§ THE TASK
Count the lines in the data below that contain the string "stripe", matching case exactly. Reply with the number alone.

── GIVEN DATA ──

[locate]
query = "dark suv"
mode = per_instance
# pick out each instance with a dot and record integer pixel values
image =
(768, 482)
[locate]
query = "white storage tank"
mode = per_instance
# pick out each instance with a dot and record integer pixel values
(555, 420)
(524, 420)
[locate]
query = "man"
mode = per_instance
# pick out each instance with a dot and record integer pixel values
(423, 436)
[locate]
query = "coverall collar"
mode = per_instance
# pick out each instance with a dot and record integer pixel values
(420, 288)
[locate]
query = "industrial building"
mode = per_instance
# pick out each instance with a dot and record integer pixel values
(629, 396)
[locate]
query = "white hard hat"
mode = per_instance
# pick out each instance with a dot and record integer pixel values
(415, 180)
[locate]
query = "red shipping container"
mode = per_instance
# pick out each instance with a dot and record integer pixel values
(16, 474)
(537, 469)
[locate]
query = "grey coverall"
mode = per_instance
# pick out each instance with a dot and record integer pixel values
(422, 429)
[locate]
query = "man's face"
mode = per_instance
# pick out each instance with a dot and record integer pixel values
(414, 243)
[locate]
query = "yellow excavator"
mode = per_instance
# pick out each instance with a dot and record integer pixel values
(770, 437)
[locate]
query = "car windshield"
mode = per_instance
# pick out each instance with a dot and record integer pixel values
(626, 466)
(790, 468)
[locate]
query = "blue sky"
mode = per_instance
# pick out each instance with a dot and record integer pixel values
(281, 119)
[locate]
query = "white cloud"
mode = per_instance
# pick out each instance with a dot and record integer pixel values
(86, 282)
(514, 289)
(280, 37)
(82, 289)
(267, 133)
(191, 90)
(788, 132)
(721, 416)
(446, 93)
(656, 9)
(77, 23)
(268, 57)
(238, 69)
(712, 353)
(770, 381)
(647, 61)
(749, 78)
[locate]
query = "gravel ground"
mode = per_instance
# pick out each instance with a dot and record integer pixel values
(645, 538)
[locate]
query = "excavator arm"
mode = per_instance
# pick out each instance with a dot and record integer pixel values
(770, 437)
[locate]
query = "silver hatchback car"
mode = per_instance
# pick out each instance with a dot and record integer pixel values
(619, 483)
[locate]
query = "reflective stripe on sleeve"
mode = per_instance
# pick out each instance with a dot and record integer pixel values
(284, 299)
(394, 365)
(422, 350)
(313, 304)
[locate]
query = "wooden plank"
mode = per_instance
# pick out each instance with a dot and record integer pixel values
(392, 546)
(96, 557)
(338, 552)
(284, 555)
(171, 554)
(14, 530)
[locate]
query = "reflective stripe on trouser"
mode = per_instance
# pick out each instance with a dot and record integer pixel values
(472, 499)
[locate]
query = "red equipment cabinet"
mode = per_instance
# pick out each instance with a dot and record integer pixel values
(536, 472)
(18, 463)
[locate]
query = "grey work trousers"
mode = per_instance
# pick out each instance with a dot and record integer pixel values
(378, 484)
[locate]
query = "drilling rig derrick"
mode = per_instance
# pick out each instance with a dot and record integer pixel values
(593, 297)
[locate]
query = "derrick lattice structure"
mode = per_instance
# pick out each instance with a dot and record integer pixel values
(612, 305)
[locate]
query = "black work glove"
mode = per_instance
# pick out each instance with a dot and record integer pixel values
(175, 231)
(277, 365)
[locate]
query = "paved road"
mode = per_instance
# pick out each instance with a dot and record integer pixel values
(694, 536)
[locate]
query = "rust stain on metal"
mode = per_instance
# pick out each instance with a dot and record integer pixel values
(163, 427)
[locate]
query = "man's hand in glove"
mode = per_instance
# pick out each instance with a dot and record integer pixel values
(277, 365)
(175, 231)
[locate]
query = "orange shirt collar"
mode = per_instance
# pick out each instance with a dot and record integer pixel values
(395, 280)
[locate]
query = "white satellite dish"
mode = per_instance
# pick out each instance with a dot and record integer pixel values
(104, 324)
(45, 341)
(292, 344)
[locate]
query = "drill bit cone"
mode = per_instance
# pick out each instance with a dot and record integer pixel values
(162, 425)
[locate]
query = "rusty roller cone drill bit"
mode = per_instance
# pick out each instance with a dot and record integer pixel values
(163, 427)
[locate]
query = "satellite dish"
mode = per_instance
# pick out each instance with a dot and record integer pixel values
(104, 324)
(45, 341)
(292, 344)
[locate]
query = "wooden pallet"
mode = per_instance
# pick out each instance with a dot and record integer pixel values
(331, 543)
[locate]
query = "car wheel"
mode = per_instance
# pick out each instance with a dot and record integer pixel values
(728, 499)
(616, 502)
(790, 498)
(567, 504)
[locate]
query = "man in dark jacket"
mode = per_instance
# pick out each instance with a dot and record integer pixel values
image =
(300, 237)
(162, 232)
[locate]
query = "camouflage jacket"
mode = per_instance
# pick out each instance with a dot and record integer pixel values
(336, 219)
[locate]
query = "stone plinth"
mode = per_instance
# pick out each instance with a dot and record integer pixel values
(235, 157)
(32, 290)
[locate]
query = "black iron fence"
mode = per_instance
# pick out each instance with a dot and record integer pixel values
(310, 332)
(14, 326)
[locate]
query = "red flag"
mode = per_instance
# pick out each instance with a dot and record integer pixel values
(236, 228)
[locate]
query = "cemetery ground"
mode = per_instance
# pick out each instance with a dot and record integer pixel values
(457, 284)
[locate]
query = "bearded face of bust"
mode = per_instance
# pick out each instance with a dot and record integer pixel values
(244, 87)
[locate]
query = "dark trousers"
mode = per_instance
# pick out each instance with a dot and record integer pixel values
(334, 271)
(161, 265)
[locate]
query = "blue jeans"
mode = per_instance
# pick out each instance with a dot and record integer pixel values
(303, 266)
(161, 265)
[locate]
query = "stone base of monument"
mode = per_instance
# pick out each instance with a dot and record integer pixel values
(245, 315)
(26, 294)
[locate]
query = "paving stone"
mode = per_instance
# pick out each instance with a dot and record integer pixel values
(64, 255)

───

§ RESULT OF THE TASK
2